From the line containing "Reviewer note: see that each instance of the pink" through the last line, print the records exactly and nothing else.

Stored data entries:

★ ★ ★ ★

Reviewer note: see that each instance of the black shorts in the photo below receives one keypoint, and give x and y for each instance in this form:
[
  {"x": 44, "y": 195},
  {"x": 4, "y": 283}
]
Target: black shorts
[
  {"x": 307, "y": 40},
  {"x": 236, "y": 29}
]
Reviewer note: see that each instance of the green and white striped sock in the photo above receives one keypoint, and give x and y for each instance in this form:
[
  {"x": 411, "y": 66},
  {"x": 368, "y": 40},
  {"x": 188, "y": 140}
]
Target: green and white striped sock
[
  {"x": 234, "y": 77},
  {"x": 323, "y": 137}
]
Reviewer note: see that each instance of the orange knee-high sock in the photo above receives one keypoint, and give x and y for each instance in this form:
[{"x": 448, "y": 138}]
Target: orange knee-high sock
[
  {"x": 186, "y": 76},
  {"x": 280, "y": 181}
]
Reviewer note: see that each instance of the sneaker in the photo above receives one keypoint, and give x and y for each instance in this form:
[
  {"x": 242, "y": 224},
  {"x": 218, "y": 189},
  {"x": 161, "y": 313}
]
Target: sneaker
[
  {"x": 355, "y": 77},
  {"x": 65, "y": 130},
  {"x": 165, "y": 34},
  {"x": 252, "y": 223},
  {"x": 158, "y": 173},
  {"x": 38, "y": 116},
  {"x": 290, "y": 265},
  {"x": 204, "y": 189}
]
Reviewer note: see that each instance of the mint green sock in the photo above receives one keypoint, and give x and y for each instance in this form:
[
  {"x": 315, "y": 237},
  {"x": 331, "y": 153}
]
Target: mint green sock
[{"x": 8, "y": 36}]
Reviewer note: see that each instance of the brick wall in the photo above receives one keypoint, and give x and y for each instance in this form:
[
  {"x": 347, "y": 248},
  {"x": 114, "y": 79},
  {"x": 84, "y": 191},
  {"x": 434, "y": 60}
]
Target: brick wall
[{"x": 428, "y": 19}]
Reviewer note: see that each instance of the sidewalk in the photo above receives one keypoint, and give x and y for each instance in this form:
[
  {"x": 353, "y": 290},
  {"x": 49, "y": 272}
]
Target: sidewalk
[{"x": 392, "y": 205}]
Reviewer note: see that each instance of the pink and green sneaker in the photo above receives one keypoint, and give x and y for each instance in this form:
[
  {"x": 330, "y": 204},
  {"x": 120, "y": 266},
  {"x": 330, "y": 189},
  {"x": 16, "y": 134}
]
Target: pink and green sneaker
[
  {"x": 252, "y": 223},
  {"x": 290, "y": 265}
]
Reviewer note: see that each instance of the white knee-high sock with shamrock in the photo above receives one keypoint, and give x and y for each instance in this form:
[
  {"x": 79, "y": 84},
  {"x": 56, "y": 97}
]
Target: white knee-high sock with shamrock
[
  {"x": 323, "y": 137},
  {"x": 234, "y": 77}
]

★ ★ ★ ★

◆ ANSWER FOR THIS EXERCISE
Reviewer note: see that each instance of the pink and green sneaker in the photo above receives one keypoint, and give x and y for each instance in this form:
[
  {"x": 330, "y": 204},
  {"x": 120, "y": 266},
  {"x": 330, "y": 189},
  {"x": 16, "y": 134}
]
Target: pink and green sneaker
[
  {"x": 252, "y": 223},
  {"x": 290, "y": 265}
]
Reviewer note: see that each instance of the white knee-high sock with shamrock in the photo above receives one keypoint, and give x and y for each instance in this form:
[
  {"x": 79, "y": 84},
  {"x": 56, "y": 97}
]
Target: white knee-high sock with shamrock
[
  {"x": 323, "y": 137},
  {"x": 234, "y": 77}
]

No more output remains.